> Extracted entries
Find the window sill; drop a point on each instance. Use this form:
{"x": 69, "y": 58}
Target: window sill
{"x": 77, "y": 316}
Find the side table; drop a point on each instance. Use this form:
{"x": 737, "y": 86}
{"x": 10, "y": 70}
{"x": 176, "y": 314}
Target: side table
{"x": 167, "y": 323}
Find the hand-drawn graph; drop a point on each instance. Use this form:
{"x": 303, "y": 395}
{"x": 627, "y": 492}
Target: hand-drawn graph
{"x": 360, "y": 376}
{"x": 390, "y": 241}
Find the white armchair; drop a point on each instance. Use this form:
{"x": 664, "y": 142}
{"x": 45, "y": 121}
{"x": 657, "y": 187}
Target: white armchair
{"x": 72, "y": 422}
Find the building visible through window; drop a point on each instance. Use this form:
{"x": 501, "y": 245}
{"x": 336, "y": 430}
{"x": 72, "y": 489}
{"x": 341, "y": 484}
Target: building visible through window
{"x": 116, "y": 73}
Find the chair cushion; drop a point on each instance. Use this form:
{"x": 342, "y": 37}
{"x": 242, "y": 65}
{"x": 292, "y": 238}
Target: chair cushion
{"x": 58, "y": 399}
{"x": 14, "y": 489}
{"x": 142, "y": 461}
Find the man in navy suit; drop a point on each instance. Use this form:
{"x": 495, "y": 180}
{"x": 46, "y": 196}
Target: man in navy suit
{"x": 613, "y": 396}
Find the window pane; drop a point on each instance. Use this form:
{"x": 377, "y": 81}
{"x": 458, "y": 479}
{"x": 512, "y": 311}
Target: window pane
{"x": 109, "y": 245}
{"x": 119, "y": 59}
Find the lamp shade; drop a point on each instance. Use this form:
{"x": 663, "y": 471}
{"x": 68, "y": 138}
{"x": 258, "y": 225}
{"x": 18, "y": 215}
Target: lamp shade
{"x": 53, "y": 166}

> Brief
Output an exact copy of the lines beginning at the one that holds "Find the white" and running through the final line of the records.

> Worked answer
Find the white armchair; drop a point on each instance. Use this form:
{"x": 664, "y": 142}
{"x": 45, "y": 121}
{"x": 657, "y": 187}
Target: white armchair
{"x": 72, "y": 422}
Find the building visible through window; drop a point on each instance. Use this form:
{"x": 501, "y": 245}
{"x": 336, "y": 430}
{"x": 72, "y": 489}
{"x": 341, "y": 484}
Target: building visible through window
{"x": 116, "y": 73}
Find the chair cushion; drop a point on each instance. Use this form:
{"x": 342, "y": 37}
{"x": 242, "y": 65}
{"x": 292, "y": 238}
Target: chair cushion
{"x": 58, "y": 399}
{"x": 14, "y": 489}
{"x": 142, "y": 461}
Find the man in navy suit; drop a point on each instance. Use this form:
{"x": 495, "y": 180}
{"x": 46, "y": 196}
Target: man in navy suit
{"x": 613, "y": 396}
Find the window pane; drop a point on each instance. Use this form:
{"x": 377, "y": 81}
{"x": 458, "y": 479}
{"x": 512, "y": 311}
Target: window pane
{"x": 109, "y": 245}
{"x": 119, "y": 59}
Find the lamp shade; drop a point on each instance. Use this form:
{"x": 663, "y": 471}
{"x": 68, "y": 138}
{"x": 258, "y": 225}
{"x": 18, "y": 215}
Target: lamp shade
{"x": 53, "y": 166}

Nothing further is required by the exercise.